*TASK REQUIREMENTS*. Leave out the pictures, then output the lines of the records below from the first through the one containing "indicate the chopped".

*Stored entries*.

- - - - -

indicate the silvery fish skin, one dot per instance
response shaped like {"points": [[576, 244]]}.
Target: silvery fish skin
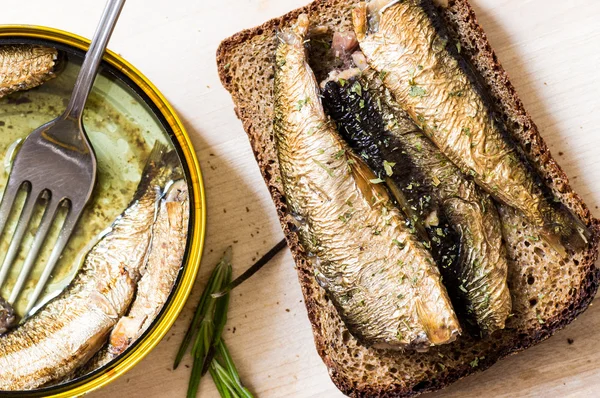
{"points": [[8, 318], [23, 67], [169, 238], [406, 42], [462, 222], [380, 277], [70, 329]]}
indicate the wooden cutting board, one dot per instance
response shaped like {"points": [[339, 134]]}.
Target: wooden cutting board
{"points": [[551, 50]]}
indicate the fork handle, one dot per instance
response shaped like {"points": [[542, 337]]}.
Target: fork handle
{"points": [[87, 74]]}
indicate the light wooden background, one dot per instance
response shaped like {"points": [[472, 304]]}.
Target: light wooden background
{"points": [[551, 49]]}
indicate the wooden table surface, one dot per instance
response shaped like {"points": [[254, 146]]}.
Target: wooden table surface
{"points": [[551, 49]]}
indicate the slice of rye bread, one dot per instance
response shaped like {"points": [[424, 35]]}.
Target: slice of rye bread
{"points": [[547, 292]]}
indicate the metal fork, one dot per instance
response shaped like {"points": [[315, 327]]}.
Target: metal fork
{"points": [[56, 161]]}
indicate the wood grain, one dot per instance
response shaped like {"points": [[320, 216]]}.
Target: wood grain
{"points": [[551, 50]]}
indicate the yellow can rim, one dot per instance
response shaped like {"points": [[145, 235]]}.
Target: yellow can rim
{"points": [[195, 181]]}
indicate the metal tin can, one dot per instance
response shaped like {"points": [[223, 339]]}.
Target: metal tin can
{"points": [[196, 232]]}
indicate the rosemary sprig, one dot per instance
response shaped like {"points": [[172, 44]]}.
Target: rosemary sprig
{"points": [[215, 283], [209, 352], [225, 374], [252, 270]]}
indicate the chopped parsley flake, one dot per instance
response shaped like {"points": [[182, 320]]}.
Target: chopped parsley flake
{"points": [[321, 165], [540, 320], [301, 103], [401, 245], [356, 88], [388, 166], [416, 91]]}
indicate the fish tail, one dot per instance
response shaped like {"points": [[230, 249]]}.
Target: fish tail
{"points": [[161, 167], [359, 20]]}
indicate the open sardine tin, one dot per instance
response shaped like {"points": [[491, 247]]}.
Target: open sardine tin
{"points": [[125, 116]]}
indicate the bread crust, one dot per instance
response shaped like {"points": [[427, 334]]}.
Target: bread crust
{"points": [[464, 26]]}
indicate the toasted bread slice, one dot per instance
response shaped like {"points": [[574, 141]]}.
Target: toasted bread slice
{"points": [[548, 292]]}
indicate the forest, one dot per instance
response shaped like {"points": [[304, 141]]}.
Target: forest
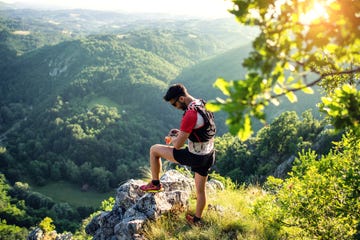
{"points": [[83, 105]]}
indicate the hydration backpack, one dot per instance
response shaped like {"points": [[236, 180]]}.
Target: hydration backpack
{"points": [[208, 130]]}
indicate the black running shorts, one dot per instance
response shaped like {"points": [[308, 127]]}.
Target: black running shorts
{"points": [[200, 164]]}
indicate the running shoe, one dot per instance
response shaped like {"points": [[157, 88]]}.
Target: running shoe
{"points": [[150, 187], [190, 220]]}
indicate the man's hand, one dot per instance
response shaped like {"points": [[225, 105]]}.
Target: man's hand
{"points": [[173, 132]]}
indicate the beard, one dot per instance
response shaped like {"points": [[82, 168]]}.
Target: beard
{"points": [[183, 106]]}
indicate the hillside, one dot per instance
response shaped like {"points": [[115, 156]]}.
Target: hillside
{"points": [[228, 65]]}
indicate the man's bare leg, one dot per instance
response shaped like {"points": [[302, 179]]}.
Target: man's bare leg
{"points": [[157, 152], [200, 184]]}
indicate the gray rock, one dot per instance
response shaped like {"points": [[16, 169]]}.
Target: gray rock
{"points": [[133, 207]]}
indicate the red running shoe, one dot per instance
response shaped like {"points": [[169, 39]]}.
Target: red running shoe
{"points": [[190, 220], [150, 187]]}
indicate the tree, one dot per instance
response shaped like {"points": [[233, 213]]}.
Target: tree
{"points": [[47, 225], [301, 44]]}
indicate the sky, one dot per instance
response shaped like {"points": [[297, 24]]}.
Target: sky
{"points": [[202, 8]]}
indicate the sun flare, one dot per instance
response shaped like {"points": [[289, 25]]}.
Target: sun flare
{"points": [[318, 11]]}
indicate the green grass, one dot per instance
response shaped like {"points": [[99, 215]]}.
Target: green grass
{"points": [[229, 217], [72, 194]]}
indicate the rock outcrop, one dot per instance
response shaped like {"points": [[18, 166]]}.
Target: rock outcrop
{"points": [[134, 207]]}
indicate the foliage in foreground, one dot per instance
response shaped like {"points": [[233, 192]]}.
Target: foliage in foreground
{"points": [[319, 200]]}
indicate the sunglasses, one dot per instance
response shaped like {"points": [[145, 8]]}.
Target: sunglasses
{"points": [[176, 100]]}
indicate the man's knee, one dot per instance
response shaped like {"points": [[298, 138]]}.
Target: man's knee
{"points": [[154, 149]]}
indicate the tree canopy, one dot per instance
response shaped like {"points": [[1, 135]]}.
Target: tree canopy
{"points": [[301, 44]]}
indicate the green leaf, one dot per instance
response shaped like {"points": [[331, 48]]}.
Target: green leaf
{"points": [[223, 86], [291, 96], [278, 90], [213, 106], [245, 130], [308, 90]]}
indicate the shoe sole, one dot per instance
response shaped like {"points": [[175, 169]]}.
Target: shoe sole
{"points": [[153, 191]]}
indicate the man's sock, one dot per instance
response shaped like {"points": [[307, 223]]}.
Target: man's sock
{"points": [[196, 219], [156, 182]]}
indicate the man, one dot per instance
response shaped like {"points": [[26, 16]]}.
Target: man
{"points": [[198, 127]]}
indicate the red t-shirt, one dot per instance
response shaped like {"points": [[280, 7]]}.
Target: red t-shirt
{"points": [[188, 121]]}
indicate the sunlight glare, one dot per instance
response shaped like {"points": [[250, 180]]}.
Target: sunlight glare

- - - - -

*EXERCISE RESPONSE*.
indicate the silvery fish skin, one dot per instance
response shaped like {"points": [[576, 244]]}.
Target: silvery fish skin
{"points": [[8, 318], [23, 67], [169, 238], [406, 42], [462, 222], [380, 277], [70, 329]]}
indicate the wooden cutting board, one dot per instance
response shaped like {"points": [[339, 134]]}.
Target: wooden cutting board
{"points": [[551, 50]]}
indicate the fork handle, one dot per instance
response shaped like {"points": [[542, 337]]}.
Target: fork handle
{"points": [[87, 74]]}
indicate the light wooden background, one dot per instance
response shaped like {"points": [[472, 304]]}.
Target: light wooden background
{"points": [[551, 49]]}
indicate the wooden table surface, one dot per instance
response shaped like {"points": [[254, 146]]}.
Target: wooden table surface
{"points": [[551, 49]]}
indicate the slice of rye bread, one dot per instance
response shaped like {"points": [[424, 35]]}.
Target: slice of rye bread
{"points": [[547, 292]]}
indicate the metal fork, one dot per instance
response shaped like {"points": [[315, 327]]}.
Target: metal fork
{"points": [[56, 161]]}
indicate the wood grain, one dot per instance
response shaped like {"points": [[320, 216]]}.
Target: wood grain
{"points": [[551, 50]]}
indicate the yellow can rim, one dot per instance
response shaped like {"points": [[145, 235]]}.
Target: yellow can rim
{"points": [[195, 181]]}
indicate the metal tin can, one dot per instance
response shaped like {"points": [[223, 339]]}.
Target: metal tin can
{"points": [[196, 232]]}
indicate the rosemary sprig, one dot per instance
response shaped like {"points": [[172, 44]]}.
Target: rosemary sprig
{"points": [[215, 283], [209, 352], [225, 374], [252, 270]]}
indicate the chopped parsley flake, one dot per instance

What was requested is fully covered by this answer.